__Your instructions__.
Could the data underneath be repeated exactly, in full?

________

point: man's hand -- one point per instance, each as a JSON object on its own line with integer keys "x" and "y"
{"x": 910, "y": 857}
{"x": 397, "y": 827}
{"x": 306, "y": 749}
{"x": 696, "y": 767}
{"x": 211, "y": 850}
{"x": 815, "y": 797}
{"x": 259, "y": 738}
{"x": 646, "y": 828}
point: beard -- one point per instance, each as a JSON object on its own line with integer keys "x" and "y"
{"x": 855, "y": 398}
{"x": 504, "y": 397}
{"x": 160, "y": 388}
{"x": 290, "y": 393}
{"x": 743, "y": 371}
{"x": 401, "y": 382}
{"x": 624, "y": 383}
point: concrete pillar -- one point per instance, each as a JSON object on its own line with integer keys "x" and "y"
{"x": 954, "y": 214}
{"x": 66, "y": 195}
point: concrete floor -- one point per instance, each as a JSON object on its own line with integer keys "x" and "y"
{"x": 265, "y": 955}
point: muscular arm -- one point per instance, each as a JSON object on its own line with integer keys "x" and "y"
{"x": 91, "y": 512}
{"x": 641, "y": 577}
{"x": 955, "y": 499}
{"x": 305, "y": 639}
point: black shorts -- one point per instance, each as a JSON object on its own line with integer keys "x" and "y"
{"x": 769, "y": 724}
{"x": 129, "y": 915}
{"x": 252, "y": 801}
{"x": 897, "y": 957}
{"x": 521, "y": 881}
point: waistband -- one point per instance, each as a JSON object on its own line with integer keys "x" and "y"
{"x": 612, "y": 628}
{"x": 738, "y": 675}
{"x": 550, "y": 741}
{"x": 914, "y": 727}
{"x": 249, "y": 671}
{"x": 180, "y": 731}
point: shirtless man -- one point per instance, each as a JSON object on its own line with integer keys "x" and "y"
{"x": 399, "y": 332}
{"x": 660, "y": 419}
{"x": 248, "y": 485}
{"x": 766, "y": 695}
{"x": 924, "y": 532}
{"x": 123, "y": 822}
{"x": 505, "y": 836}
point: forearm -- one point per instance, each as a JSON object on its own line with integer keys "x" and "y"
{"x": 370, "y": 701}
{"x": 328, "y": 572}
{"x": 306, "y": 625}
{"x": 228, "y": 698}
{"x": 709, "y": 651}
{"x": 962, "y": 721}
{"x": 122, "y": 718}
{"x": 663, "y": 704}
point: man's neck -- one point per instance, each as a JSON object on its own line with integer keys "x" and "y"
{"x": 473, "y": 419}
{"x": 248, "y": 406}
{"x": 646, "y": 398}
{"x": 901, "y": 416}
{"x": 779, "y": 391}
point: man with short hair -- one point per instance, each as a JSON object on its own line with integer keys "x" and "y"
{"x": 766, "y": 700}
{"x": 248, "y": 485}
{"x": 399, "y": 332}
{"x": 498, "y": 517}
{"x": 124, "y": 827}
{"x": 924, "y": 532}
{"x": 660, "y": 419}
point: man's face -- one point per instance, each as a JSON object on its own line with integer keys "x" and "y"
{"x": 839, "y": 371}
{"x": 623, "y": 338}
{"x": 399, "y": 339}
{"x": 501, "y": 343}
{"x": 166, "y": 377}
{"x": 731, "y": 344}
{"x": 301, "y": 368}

________

__Solved problem__.
point: man's hand -- one point per instance, each as a JSON object on its own line with integer keys "x" and "y"
{"x": 910, "y": 857}
{"x": 397, "y": 827}
{"x": 306, "y": 749}
{"x": 696, "y": 767}
{"x": 211, "y": 850}
{"x": 815, "y": 797}
{"x": 259, "y": 738}
{"x": 646, "y": 828}
point: beard -- one point per instance, each as a JSON object on its own line with integer keys "x" and "y"
{"x": 855, "y": 398}
{"x": 504, "y": 397}
{"x": 160, "y": 388}
{"x": 290, "y": 393}
{"x": 743, "y": 371}
{"x": 401, "y": 382}
{"x": 624, "y": 383}
point: concrete pillar -- one point per instance, each as a JSON object on its own line with integer keys "x" and "y"
{"x": 954, "y": 214}
{"x": 66, "y": 195}
point: concrete floor -- one point per instance, each as a JSON object on its own line with integer keys "x" and "y"
{"x": 265, "y": 955}
point: muscular arm -- one point per instance, each as a JSON object on its own line with integer keys "x" and "y"
{"x": 91, "y": 512}
{"x": 641, "y": 577}
{"x": 955, "y": 499}
{"x": 305, "y": 639}
point: black shorts -- one point per instance, each as a JSON object on its own line with integer keys "x" and "y"
{"x": 769, "y": 724}
{"x": 129, "y": 915}
{"x": 252, "y": 801}
{"x": 897, "y": 957}
{"x": 521, "y": 881}
point: waistband -- one point per instance, each as a JSON object on its own line with integer keys "x" and "y"
{"x": 612, "y": 628}
{"x": 738, "y": 675}
{"x": 550, "y": 741}
{"x": 914, "y": 727}
{"x": 249, "y": 671}
{"x": 180, "y": 731}
point: shirtless man -- one point per instance, each as a JSON object on its own line with integer keys "x" and "y"
{"x": 399, "y": 332}
{"x": 660, "y": 419}
{"x": 248, "y": 485}
{"x": 766, "y": 695}
{"x": 924, "y": 532}
{"x": 123, "y": 822}
{"x": 505, "y": 836}
point: forearm -- one point per instance, each as a JSON object on its own line with integer keys "x" and "y"
{"x": 370, "y": 701}
{"x": 328, "y": 572}
{"x": 306, "y": 625}
{"x": 228, "y": 698}
{"x": 709, "y": 651}
{"x": 962, "y": 721}
{"x": 122, "y": 718}
{"x": 663, "y": 704}
point: man's neck -- one point per instance, each as a JSON object on its own line with integer keys "x" and "y"
{"x": 473, "y": 419}
{"x": 248, "y": 406}
{"x": 646, "y": 398}
{"x": 901, "y": 416}
{"x": 779, "y": 391}
point: man with short hair -- one point per instance, each as a JSON object on its own line with integer keys "x" and "y"
{"x": 766, "y": 700}
{"x": 248, "y": 485}
{"x": 399, "y": 332}
{"x": 498, "y": 517}
{"x": 124, "y": 827}
{"x": 924, "y": 532}
{"x": 660, "y": 419}
point: man's face -- one point per instance, each as a JSON object on its own line with integer keys "x" and "y"
{"x": 839, "y": 371}
{"x": 623, "y": 338}
{"x": 399, "y": 339}
{"x": 501, "y": 343}
{"x": 166, "y": 377}
{"x": 731, "y": 344}
{"x": 301, "y": 368}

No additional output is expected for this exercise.